### QUÉ SE PIDE
1. Según el texto sobre el papel de las mujeres, ¿en qué año escribió Pilar Primo de Rivera la pauta de la «mujer ideal»?
2. Continúe el texto sobre el papel de las mujeres a partir de su última oración.

══ TEXTO SELECCIONADO ══

A ser buenas y mesuradas mujeres se nos ha enseñado sin descanso. Pilar Primo de Rivera, figura central en la educación de las mujeres durante el franquismo, escribió en 1952 la pauta de la “mujer ideal” y la forma de relacionarse con su marido: “Salúdale con una cálida sonrisa y demuéstrale tu deseo por complacerle. Escúchale, déjale hablar primero; recuerda que sus temas de conversación son más importantes que los tuyos. (…) Si tú tienes alguna afición, intenta no aburrirle hablándole de ésta, ya que los intereses de las mujeres son triviales comparados con los de los hombres (…) Recuerda que debes tener un aspecto inmejorable a la hora de ir a la cama. (…) Si tu marido sugiere la unión, entonces accede humildemente, teniendo siempre en cuenta que su satisfacción es más importante que la de una mujer. Cuando alcance el momento culminante, un pequeño gemido por tu parte es suficiente para indicar cualquier goce que hayas podido experimentar. Si tu marido te pidiera prácticas sexuales inusuales, sé obediente y no te quejes…”
SI la historia de la humanidad se retratara en una película, las mujeres seríamos actrices secundarias del terrorífico y dramático largometraje.

═══
══ LISTADO PROPORCIONADO ══

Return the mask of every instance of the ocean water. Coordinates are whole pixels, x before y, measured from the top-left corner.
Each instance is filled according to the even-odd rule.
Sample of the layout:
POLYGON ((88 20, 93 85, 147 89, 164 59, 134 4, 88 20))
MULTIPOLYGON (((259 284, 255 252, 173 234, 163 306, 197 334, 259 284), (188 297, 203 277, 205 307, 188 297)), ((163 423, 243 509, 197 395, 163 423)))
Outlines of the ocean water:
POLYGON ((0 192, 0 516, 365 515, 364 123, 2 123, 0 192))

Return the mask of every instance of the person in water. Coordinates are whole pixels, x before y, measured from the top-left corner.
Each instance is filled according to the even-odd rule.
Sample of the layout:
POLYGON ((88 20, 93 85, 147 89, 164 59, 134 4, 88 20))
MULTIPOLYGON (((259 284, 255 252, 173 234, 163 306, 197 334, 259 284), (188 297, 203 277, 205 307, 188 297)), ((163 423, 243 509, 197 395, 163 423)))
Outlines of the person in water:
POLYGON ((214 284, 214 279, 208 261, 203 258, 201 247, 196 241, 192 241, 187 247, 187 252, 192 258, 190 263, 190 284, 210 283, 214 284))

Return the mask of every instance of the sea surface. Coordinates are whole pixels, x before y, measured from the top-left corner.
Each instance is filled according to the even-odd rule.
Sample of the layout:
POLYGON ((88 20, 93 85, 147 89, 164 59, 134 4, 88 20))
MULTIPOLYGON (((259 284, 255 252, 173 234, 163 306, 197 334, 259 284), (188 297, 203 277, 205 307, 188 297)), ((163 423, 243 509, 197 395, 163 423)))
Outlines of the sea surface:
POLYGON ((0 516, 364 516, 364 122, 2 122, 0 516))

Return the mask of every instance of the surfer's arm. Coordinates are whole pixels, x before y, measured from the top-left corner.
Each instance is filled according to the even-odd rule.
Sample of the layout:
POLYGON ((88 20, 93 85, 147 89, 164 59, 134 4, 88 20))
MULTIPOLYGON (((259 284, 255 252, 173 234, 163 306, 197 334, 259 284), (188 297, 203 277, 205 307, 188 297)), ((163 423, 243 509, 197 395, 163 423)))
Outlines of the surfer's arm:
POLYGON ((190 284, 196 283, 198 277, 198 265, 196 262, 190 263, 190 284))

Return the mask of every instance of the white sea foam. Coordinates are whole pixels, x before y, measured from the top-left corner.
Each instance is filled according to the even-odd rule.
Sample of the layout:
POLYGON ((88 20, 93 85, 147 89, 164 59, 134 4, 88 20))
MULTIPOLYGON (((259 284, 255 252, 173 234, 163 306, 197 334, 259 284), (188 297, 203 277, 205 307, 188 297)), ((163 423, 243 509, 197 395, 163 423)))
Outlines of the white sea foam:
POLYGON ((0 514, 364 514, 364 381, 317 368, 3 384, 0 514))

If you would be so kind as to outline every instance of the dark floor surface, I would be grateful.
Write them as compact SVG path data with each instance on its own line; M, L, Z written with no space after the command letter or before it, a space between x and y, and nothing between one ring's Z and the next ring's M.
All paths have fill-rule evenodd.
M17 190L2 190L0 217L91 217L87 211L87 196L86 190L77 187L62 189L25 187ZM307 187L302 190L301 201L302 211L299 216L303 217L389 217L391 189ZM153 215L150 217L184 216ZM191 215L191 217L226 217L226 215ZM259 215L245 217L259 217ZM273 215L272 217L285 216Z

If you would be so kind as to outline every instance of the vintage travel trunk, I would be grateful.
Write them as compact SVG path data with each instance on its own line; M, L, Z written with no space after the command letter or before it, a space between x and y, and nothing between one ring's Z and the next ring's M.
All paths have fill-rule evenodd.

═══

### RESPUESTAS POR TAREA
1. En 1952.

2.
¿DÓNDE estás las mujeres protagonistas, las mujeres públicas? En muy pocos sitios. ¿Dónde están las lesbianas públicas, las lesbianas referentes? Al menos, en España, en ninguna parte.
¿POR qué? Porque en el mundo diseñado por los hombres, todas éramos princesas. Hasta hace muy pocos años nos movíamos por la historia, dóciles y resignadas, de la mano de nuestros príncipes no siempre tan encantadores, a los que necesitábamos para sobrevivir.
LA mujer ha sido, durante siglos, criada para depender del hombre y para vivir relegada del espacio público. Hasta hace muy poco tiempo era un ser sometido y domesticado por sus dueños: sus padres y, sobre todo, sus cónyuges. Hasta el siglo pasado no podía estudiar en la Universidad y las trabas para trabajar y ganarse la vida eran muchas. Aún, en gran parte, sigue cobrando menos por el mismo trabajo que realizan los varones. En 1975 se eliminó la licencia marital y la obediencia al marido en España. Hasta 1958, en caso de separación (independiente de quién tomara la decisión), era la mujer la que debía abandonar la casa conyugal, la que perdía el dinero, sus bienes y hasta la custodia de sus hijos. Hasta 1963 las condenas de asesinatos de mujeres a manos de sus padres y maridos, “por honor”, eran mínimas, y un violador podía perfectamente eludir la cárcel si su víctima le perdonaba o se casaba con él, puesto que sólo se trababa de un crimen contra la honestidad. Hasta 1970 un padre podía dar a sus hijos en adopción sin que la opinión de la madre contara.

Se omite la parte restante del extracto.